Work required: Please rewrite the lines, starting with the line containing "Look at the photo below. For each instance of the dead" and going on through the line containing "pixel 149 108", as a two-column CSV with the headers input and output, one row for each text and its answer, with every field quoted and line breaks turned into spaces. Leave the pictures out.

Data section:
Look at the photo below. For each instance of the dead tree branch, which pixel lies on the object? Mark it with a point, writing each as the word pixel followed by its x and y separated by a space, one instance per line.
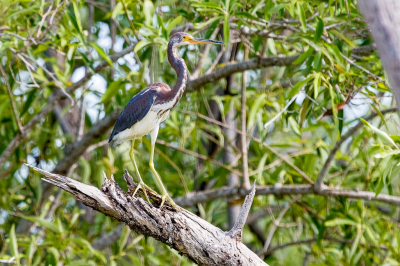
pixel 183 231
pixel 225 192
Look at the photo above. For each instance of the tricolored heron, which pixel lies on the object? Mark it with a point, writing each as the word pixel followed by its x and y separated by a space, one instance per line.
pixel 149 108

* * *

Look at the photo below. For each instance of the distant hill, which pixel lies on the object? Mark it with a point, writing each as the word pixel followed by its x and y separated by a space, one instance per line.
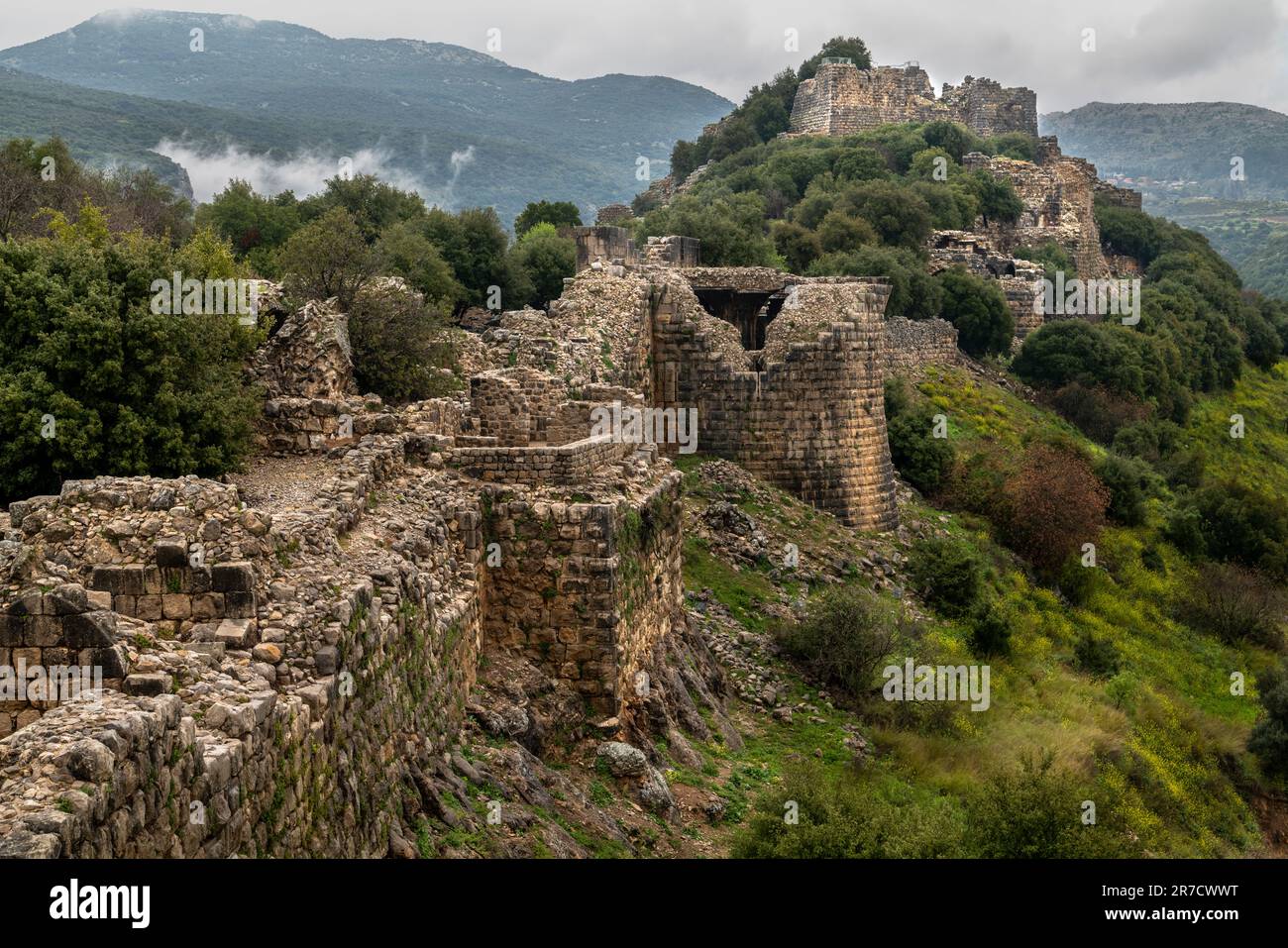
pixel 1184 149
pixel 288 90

Result:
input,output
"Look at the photo below. For each instance of the dead tree branch, which pixel lies on the object? Mark it with a point, writing each as the word pixel followed by its x and y separated by a space, one instance per line.","pixel 183 231 pixel 225 192"
"Look at the photo above. For each instance of the tricolored heron, which pixel lies on the object? Mark it with a point, writing each as the word pixel followed by its x and y separated by a space, one instance per line.","pixel 149 108"